Material for this exercise:
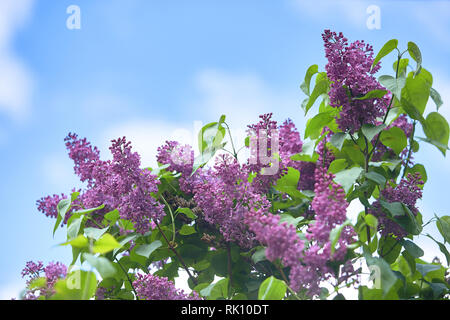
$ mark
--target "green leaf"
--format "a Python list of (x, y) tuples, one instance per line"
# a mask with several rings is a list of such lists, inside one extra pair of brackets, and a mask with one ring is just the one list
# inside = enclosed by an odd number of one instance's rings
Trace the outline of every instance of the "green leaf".
[(203, 150), (203, 153), (199, 156), (195, 157), (194, 159), (194, 165), (192, 168), (191, 176), (201, 167), (203, 167), (205, 164), (208, 163), (209, 160), (211, 160), (216, 152), (220, 149), (222, 149), (225, 146), (225, 143), (222, 143), (218, 146), (211, 146)]
[(321, 112), (308, 120), (305, 129), (305, 138), (317, 139), (323, 128), (335, 118), (334, 112)]
[(396, 154), (402, 152), (408, 144), (405, 132), (399, 127), (392, 127), (389, 130), (383, 131), (380, 134), (380, 141), (386, 147), (394, 150)]
[(55, 283), (52, 300), (89, 300), (97, 289), (94, 272), (75, 270)]
[(370, 213), (366, 214), (364, 215), (364, 221), (369, 227), (373, 228), (374, 230), (377, 230), (378, 219), (375, 216), (371, 215)]
[(258, 300), (282, 300), (286, 295), (287, 286), (282, 280), (271, 276), (261, 283)]
[(56, 217), (55, 226), (53, 227), (53, 235), (55, 235), (56, 229), (58, 229), (61, 222), (64, 221), (66, 213), (70, 209), (70, 205), (71, 205), (70, 199), (62, 199), (61, 201), (58, 202), (58, 205), (56, 206), (58, 216)]
[(200, 295), (208, 297), (208, 300), (228, 297), (228, 278), (212, 283), (206, 288), (200, 290)]
[(365, 255), (365, 258), (369, 267), (373, 266), (372, 268), (377, 268), (379, 271), (381, 289), (383, 291), (383, 295), (386, 295), (397, 282), (397, 276), (384, 259), (372, 257), (367, 254)]
[(105, 233), (100, 239), (95, 242), (92, 251), (94, 253), (103, 254), (110, 252), (116, 248), (120, 248), (120, 244), (112, 235), (110, 235), (109, 233)]
[(380, 51), (377, 53), (377, 56), (373, 60), (371, 69), (375, 67), (383, 57), (387, 56), (389, 53), (391, 53), (395, 48), (397, 48), (398, 40), (397, 39), (391, 39), (388, 42), (386, 42), (383, 47), (380, 49)]
[(96, 257), (90, 253), (83, 253), (83, 257), (86, 261), (100, 273), (103, 279), (114, 277), (116, 274), (116, 268), (114, 268), (111, 261), (105, 257)]
[(74, 239), (78, 236), (83, 219), (83, 216), (77, 217), (75, 214), (70, 217), (67, 221), (67, 239)]
[(375, 182), (379, 186), (384, 186), (386, 184), (386, 178), (375, 171), (370, 171), (365, 174), (366, 178)]
[(105, 214), (105, 219), (109, 221), (110, 225), (113, 225), (120, 219), (119, 210), (114, 209)]
[(310, 95), (310, 86), (311, 86), (311, 78), (313, 75), (315, 75), (317, 72), (319, 72), (319, 66), (317, 64), (313, 64), (308, 68), (305, 74), (305, 81), (300, 85), (300, 88), (302, 91), (309, 96)]
[(72, 194), (70, 195), (70, 202), (74, 202), (75, 200), (77, 200), (79, 195), (80, 193), (78, 191), (72, 192)]
[(130, 233), (126, 235), (122, 240), (119, 241), (120, 247), (113, 250), (113, 256), (116, 255), (116, 253), (122, 248), (124, 245), (126, 245), (128, 242), (133, 241), (138, 237), (137, 234)]
[(345, 158), (349, 164), (357, 164), (364, 167), (365, 159), (358, 145), (346, 140), (342, 148), (342, 152), (345, 154)]
[(83, 236), (83, 235), (79, 235), (78, 237), (76, 237), (75, 239), (69, 240), (67, 242), (64, 242), (62, 244), (60, 244), (61, 246), (66, 246), (66, 245), (71, 245), (72, 247), (75, 248), (84, 248), (88, 245), (88, 239)]
[(402, 161), (399, 159), (393, 159), (393, 160), (387, 160), (387, 161), (380, 161), (380, 162), (369, 162), (369, 165), (372, 167), (385, 167), (388, 168), (391, 171), (394, 171), (395, 168), (401, 163)]
[(403, 229), (412, 235), (419, 235), (422, 232), (422, 226), (417, 221), (411, 210), (402, 203), (404, 216), (394, 217), (395, 222), (397, 222)]
[(402, 239), (401, 243), (406, 251), (414, 258), (420, 258), (424, 255), (423, 250), (414, 242), (408, 239)]
[(404, 77), (394, 78), (393, 76), (383, 75), (378, 78), (378, 81), (389, 91), (391, 91), (394, 96), (401, 97), (402, 89), (406, 84), (406, 79)]
[(416, 264), (417, 271), (419, 271), (423, 277), (426, 277), (428, 273), (439, 270), (441, 268), (442, 266), (436, 264), (422, 264), (422, 263)]
[(345, 159), (336, 159), (333, 162), (331, 162), (330, 166), (328, 167), (328, 172), (336, 174), (339, 171), (344, 170), (347, 168), (348, 163)]
[(92, 213), (92, 212), (94, 212), (94, 211), (97, 211), (97, 210), (101, 210), (101, 209), (103, 209), (105, 207), (105, 205), (104, 204), (102, 204), (102, 205), (100, 205), (100, 206), (98, 206), (98, 207), (95, 207), (95, 208), (89, 208), (89, 209), (84, 209), (84, 210), (78, 210), (78, 211), (75, 211), (74, 212), (74, 214), (75, 213), (79, 213), (79, 214), (89, 214), (89, 213)]
[(288, 171), (281, 178), (277, 180), (277, 187), (281, 186), (295, 186), (298, 185), (298, 180), (300, 179), (300, 171), (297, 169), (288, 167)]
[(188, 236), (190, 234), (194, 234), (197, 231), (195, 230), (195, 228), (193, 226), (189, 226), (187, 224), (184, 224), (181, 229), (180, 229), (180, 234), (183, 236)]
[(404, 216), (405, 211), (403, 210), (403, 205), (401, 202), (387, 202), (384, 200), (379, 200), (381, 206), (386, 209), (392, 217)]
[(411, 58), (417, 62), (417, 67), (415, 71), (415, 75), (418, 74), (422, 68), (422, 53), (419, 50), (419, 47), (412, 41), (408, 42), (408, 52)]
[(418, 140), (420, 141), (424, 141), (427, 142), (429, 144), (432, 144), (433, 146), (437, 147), (439, 150), (450, 150), (450, 148), (448, 146), (446, 146), (445, 144), (440, 143), (439, 141), (436, 140), (431, 140), (428, 138), (422, 138), (422, 137), (417, 137)]
[(177, 211), (175, 211), (175, 213), (178, 213), (178, 212), (183, 213), (186, 217), (188, 217), (188, 218), (190, 218), (190, 219), (192, 219), (192, 220), (195, 220), (195, 219), (198, 218), (198, 217), (192, 212), (192, 210), (189, 209), (189, 208), (178, 208)]
[(399, 256), (401, 250), (402, 246), (400, 242), (393, 237), (387, 235), (380, 238), (380, 242), (378, 245), (378, 254), (387, 263), (394, 263), (395, 260), (397, 260), (397, 257)]
[(266, 248), (259, 248), (255, 251), (255, 253), (252, 255), (252, 260), (254, 263), (258, 263), (264, 260), (267, 260), (266, 258)]
[(428, 114), (425, 123), (422, 123), (422, 125), (423, 131), (428, 139), (431, 141), (437, 141), (445, 146), (445, 148), (438, 147), (438, 149), (445, 156), (448, 149), (447, 145), (450, 133), (447, 120), (445, 120), (445, 118), (439, 113), (431, 112)]
[(225, 137), (226, 131), (222, 126), (224, 116), (219, 122), (211, 122), (206, 124), (198, 133), (198, 146), (200, 153), (209, 148), (218, 148)]
[(298, 223), (303, 219), (305, 219), (304, 217), (294, 218), (293, 216), (287, 213), (282, 213), (280, 216), (281, 216), (279, 221), (280, 224), (286, 222), (288, 225), (293, 225), (294, 227), (297, 227)]
[(333, 134), (330, 138), (330, 143), (338, 150), (342, 149), (342, 146), (344, 145), (345, 139), (348, 139), (349, 135), (345, 132), (337, 132)]
[(367, 92), (364, 96), (362, 97), (356, 97), (353, 98), (355, 100), (368, 100), (368, 99), (375, 99), (375, 98), (383, 98), (386, 94), (387, 94), (387, 90), (380, 90), (380, 89), (375, 89), (375, 90), (371, 90), (369, 92)]
[(156, 249), (158, 249), (159, 247), (162, 246), (161, 241), (159, 240), (155, 240), (150, 244), (141, 244), (140, 246), (138, 246), (135, 249), (135, 253), (142, 256), (142, 257), (146, 257), (149, 258), (150, 255), (152, 254), (153, 251), (155, 251)]
[(106, 232), (108, 231), (109, 227), (103, 228), (103, 229), (97, 229), (97, 228), (85, 228), (84, 229), (84, 234), (86, 235), (86, 237), (88, 238), (92, 238), (94, 240), (98, 240), (100, 239), (100, 237)]
[(29, 289), (39, 289), (47, 287), (47, 278), (39, 277), (30, 281), (30, 284), (27, 286)]
[(194, 265), (192, 265), (192, 267), (196, 270), (196, 271), (203, 271), (208, 269), (211, 266), (211, 262), (209, 262), (208, 260), (202, 260)]
[[(304, 106), (305, 115), (308, 113), (308, 110), (314, 105), (317, 98), (322, 94), (326, 94), (328, 92), (328, 78), (325, 72), (319, 72), (316, 77), (316, 85), (314, 86), (313, 92), (308, 99), (308, 102)], [(303, 106), (302, 106), (303, 107)]]
[(344, 188), (347, 193), (355, 184), (356, 179), (359, 178), (363, 169), (360, 167), (353, 167), (351, 169), (343, 170), (336, 173), (334, 181)]
[(416, 259), (406, 250), (402, 252), (402, 256), (408, 263), (411, 274), (414, 274), (416, 272)]
[(422, 122), (423, 113), (430, 97), (430, 90), (433, 84), (433, 77), (427, 70), (422, 69), (420, 74), (408, 75), (405, 87), (401, 93), (401, 105), (406, 113), (413, 119)]
[(436, 227), (444, 238), (444, 241), (450, 243), (450, 216), (437, 217)]
[(367, 138), (367, 140), (372, 141), (373, 138), (375, 138), (375, 136), (379, 134), (381, 131), (383, 131), (385, 128), (386, 128), (385, 124), (375, 126), (373, 124), (366, 123), (361, 127), (361, 131)]
[(444, 104), (439, 92), (437, 92), (436, 89), (431, 88), (430, 89), (430, 97), (431, 97), (431, 99), (433, 99), (434, 103), (436, 104), (436, 110), (439, 110), (439, 108)]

Exercise:
Your answer should be the lines from the first record down to the line containing "# inside = enclosed", restated exactly, with no pictures.

Solution for this task:
$ mark
--target "green leaf"
--format "a Python list of (x, y) tuples, one instance per line"
# a mask with several rings is a list of such lists, inside one extra pair of brackets, and a mask with one ring is just the one list
# inside = enclosed by an odd number of one instance's rings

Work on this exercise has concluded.